**SOURCE DOCUMENT:**
+++++
The relevance of PSM, and other traditional providers of ‘quality media’ is at stake. Unless they can play as significant a role in online domains as they have in traditional media structures, they are likely to lose their historic importance in everyday life. They are still trusted today, but not used as much or as routinely as before. This should be of concern because the internet and its intermediary platforms offer a wide variety of topics and views but with the public service and social responsibility orientation that the traditional press and broadcasters privileged. The public sphere, which was already an ideal-type, is being segmented into opaque communication spheres with-out a common or shared agenda. The disruption process affects not only media but also essential structures of Western societies that include, for example, friendship, participation, sharing, transparency, and deliberation. All of this need to be re-defined under contemporary conditions of digital communication, digital economies and digital cultures. Discussion is needed about how far the disruption process in media systems has developed and how the present and future of PSM is affected – and with what implications. RIPE is about re-visionary interpretations of the public enterprise in media, and that is clearly necessary today.

By the numbers

A brief reflection on several significant numbers is helpful for understanding the critical situation of PSM. On the internet, content does not get the same share of attention as in the broadcast sphere. And that is not the only problem. One of the earliest findings from media research is that attention varies in quality and effects (see Cantrill 1947, for example). In everyday use, the reception of linear media is often characterised by low attention levels due to multitasking. The reception of non-linear content presumably features higher attention levels due to requirements for constant interactive engage-ment (searching, scrolling, clicking, liking, linking, etc.).
+++++
**PROVIDED MATERIAL:**

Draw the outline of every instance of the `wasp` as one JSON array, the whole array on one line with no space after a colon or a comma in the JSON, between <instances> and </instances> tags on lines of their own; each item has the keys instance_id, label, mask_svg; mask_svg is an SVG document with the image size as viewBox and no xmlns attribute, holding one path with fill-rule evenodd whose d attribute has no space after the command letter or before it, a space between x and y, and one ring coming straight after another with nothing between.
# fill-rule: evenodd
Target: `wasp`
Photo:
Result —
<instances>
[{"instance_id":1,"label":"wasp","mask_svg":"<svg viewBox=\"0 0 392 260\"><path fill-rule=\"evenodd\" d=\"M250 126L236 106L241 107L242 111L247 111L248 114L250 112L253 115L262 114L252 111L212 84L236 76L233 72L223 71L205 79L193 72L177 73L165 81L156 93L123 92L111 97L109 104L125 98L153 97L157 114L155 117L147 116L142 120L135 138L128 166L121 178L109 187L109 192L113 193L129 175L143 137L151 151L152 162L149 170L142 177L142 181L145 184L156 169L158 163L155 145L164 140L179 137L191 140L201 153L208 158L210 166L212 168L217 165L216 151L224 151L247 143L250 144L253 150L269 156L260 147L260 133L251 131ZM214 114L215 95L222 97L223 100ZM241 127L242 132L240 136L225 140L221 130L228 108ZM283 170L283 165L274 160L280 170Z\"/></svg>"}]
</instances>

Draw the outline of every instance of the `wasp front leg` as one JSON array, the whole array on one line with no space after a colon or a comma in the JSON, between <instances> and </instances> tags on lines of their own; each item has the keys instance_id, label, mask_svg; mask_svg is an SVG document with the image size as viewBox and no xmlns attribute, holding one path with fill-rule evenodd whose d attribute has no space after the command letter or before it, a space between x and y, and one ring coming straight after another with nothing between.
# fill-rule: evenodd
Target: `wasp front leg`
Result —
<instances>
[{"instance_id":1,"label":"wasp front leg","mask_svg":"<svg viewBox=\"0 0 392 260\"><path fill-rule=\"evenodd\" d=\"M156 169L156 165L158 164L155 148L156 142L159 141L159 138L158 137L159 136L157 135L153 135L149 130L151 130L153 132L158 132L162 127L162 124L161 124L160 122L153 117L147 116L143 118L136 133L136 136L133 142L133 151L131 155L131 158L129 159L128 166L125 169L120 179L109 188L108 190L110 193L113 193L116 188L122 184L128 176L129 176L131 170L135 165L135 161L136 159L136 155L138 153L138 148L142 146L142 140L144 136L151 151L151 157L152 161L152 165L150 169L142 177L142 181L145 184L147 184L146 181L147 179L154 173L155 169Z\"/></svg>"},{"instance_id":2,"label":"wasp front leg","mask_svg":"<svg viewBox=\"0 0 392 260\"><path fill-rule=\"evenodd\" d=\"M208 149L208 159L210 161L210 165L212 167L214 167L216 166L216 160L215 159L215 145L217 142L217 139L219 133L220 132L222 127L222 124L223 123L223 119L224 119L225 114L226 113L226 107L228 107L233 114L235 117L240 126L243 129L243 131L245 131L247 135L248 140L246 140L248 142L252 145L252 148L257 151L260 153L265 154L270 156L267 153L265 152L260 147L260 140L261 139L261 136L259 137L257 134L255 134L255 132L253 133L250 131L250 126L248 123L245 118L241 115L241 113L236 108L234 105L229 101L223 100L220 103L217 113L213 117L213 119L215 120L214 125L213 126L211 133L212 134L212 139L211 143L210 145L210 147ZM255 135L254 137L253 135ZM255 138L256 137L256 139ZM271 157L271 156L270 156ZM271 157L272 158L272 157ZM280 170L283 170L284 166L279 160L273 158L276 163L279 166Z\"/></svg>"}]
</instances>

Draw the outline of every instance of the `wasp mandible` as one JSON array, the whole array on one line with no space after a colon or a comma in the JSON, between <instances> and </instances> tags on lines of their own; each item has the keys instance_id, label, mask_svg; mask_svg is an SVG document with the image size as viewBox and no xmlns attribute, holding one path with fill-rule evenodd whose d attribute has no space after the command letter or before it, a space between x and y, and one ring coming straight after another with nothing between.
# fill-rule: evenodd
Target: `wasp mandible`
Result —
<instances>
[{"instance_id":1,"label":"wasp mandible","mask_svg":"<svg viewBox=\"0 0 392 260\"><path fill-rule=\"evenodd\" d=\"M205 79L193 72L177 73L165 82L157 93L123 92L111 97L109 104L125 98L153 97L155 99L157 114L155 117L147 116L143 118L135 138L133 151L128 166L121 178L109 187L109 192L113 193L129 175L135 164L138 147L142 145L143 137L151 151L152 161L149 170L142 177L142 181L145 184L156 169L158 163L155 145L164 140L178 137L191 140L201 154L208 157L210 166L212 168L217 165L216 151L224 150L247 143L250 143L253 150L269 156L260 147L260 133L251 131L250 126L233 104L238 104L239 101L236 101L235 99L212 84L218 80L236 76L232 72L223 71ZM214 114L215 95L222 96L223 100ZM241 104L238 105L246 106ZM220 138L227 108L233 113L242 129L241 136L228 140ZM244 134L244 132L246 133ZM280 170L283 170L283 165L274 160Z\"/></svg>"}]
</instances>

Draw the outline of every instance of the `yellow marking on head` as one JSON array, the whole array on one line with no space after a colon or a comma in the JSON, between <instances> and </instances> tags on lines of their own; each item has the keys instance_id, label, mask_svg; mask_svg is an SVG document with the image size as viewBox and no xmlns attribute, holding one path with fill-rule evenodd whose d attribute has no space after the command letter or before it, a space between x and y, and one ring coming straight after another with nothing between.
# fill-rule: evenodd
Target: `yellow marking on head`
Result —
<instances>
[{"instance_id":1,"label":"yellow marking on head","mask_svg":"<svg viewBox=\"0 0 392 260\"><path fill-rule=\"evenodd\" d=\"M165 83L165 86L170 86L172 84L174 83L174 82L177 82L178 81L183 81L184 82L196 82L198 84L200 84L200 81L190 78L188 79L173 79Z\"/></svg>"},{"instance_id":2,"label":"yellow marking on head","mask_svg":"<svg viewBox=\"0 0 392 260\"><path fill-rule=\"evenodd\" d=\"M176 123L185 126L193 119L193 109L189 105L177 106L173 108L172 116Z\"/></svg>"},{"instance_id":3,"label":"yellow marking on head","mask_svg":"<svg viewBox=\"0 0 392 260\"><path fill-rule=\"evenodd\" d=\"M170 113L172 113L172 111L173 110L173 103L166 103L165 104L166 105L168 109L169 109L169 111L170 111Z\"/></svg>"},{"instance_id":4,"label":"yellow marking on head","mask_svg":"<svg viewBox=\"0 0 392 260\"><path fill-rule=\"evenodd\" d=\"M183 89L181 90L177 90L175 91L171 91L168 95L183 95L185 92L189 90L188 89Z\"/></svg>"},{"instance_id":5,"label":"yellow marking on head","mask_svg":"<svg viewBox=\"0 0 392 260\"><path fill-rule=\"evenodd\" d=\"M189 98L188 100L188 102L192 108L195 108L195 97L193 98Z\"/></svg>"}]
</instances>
+++++
**TASKS FOR THIS EXERCISE:**
1. From the passage on public service media, extract the stretch that begins at the words "By the numbers" and stops after "liking, linking, etc.).".
2. Gather every line of the rows that holds the string "Target", matching case.

**ANSWER LIST:**
1.
By the numbers

A brief reflection on several significant numbers is helpful for understanding the critical situation of PSM. On the internet, content does not get the same share of attention as in the broadcast sphere. And that is not the only problem. One of the earliest findings from media research is that attention varies in quality and effects (see Cantrill 1947, for example). In everyday use, the reception of linear media is often characterised by low attention levels due to multitasking. The reception of non-linear content presumably features higher attention levels due to requirements for constant interactive engage-ment (searching, scrolling, clicking, liking, linking, etc.).

2.
Target: `wasp`
Target: `wasp front leg`
Target: `wasp mandible`
Target: `yellow marking on head`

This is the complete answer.